**OBJECTIVE**
Transcribe the entire listing below word for word, omitting the pictures from your answer.
-----
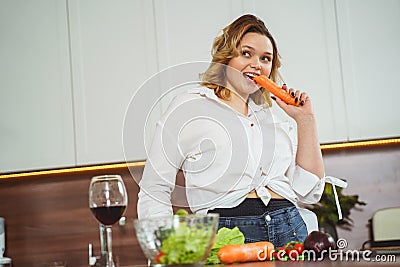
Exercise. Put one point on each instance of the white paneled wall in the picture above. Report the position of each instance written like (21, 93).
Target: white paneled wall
(36, 117)
(113, 50)
(369, 39)
(70, 69)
-----
**ANSWER FOR THE TASK**
Exercise. Put one point on each instance of the white paneled wall in the picture above. Report the position of each instance written like (21, 93).
Target: white paneled wall
(36, 117)
(113, 50)
(369, 39)
(70, 69)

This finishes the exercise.